_Record excerpts_.
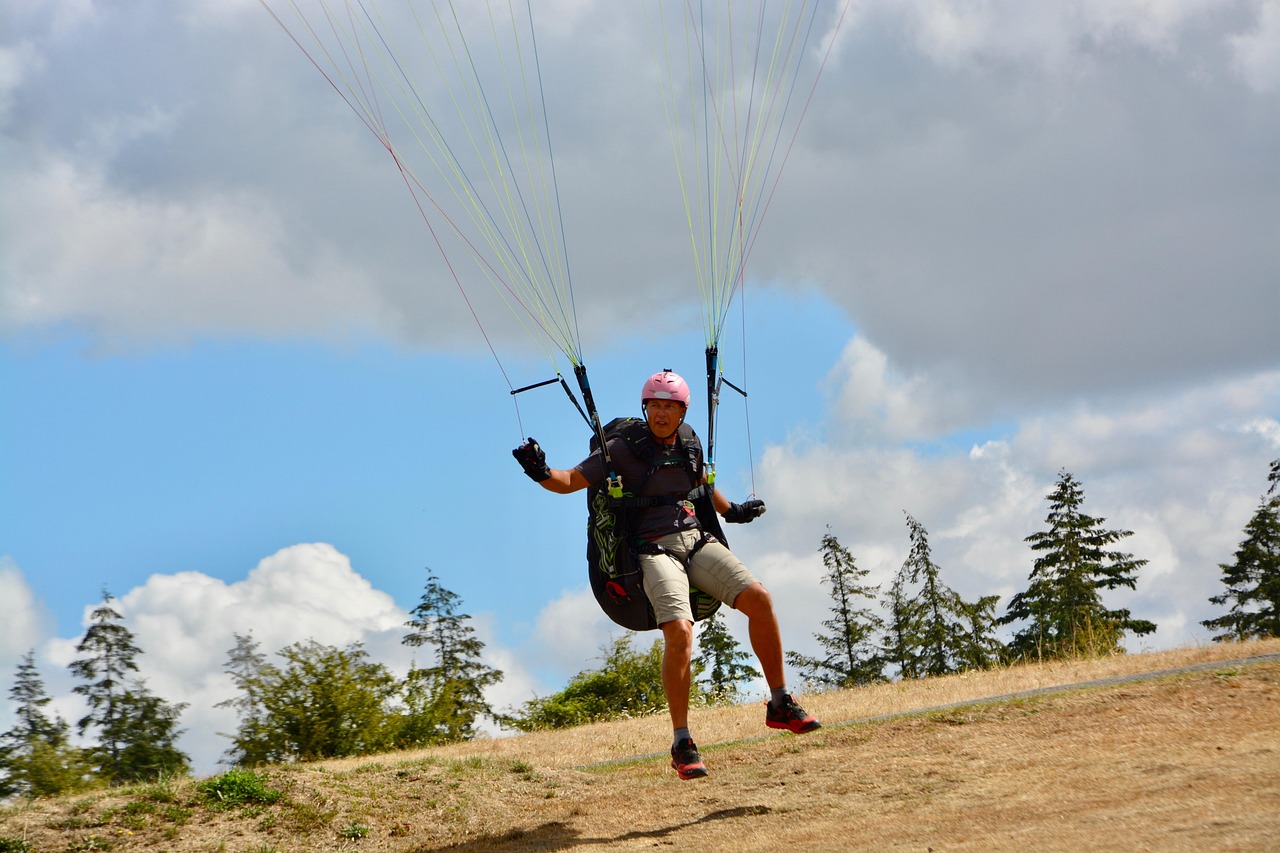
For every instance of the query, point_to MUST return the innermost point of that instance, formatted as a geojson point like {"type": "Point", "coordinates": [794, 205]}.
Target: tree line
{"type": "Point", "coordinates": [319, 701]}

* * *

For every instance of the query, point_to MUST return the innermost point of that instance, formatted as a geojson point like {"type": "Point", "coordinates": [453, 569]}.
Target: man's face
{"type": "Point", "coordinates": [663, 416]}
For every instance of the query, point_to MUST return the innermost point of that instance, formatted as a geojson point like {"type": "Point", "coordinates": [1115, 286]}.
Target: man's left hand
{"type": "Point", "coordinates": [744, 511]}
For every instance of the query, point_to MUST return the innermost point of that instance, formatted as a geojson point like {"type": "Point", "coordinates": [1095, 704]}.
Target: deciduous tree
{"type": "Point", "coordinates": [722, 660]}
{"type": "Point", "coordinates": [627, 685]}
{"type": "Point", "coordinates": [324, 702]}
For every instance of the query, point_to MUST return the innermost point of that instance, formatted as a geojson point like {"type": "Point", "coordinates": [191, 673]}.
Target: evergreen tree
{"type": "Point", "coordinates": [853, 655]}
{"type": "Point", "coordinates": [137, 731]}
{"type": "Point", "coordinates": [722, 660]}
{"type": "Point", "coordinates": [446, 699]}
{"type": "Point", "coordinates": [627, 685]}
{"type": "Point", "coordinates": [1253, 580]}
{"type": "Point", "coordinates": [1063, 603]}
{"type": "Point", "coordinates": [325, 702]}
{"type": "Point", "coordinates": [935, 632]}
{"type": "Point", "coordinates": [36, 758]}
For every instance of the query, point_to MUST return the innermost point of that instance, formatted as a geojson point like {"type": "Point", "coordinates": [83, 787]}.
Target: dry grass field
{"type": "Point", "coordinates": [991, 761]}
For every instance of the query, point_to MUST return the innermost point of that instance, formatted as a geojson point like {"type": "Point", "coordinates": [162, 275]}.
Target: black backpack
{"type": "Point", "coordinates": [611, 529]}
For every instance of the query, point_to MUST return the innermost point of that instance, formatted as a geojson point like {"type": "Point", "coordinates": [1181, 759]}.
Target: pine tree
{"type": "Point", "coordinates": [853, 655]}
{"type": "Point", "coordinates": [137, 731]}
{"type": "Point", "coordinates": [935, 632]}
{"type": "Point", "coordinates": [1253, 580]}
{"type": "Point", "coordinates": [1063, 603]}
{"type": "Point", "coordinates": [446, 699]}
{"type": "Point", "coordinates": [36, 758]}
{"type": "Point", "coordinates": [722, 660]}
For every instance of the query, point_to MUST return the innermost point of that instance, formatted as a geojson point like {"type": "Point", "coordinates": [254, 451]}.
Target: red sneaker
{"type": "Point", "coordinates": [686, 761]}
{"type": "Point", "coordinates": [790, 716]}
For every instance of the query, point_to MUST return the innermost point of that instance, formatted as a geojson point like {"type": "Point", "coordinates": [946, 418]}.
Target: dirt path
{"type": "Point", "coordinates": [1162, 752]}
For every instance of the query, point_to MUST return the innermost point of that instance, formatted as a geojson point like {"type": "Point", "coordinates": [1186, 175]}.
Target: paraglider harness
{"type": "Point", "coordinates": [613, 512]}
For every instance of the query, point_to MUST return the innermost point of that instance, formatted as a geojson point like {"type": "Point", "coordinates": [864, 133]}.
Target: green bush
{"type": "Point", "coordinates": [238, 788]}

_Directions for this task_. Count the lines in the material above that contain the string "tree", treating uppercase and lowercase as different. Reply with the number alone.

_Exercise response_. 4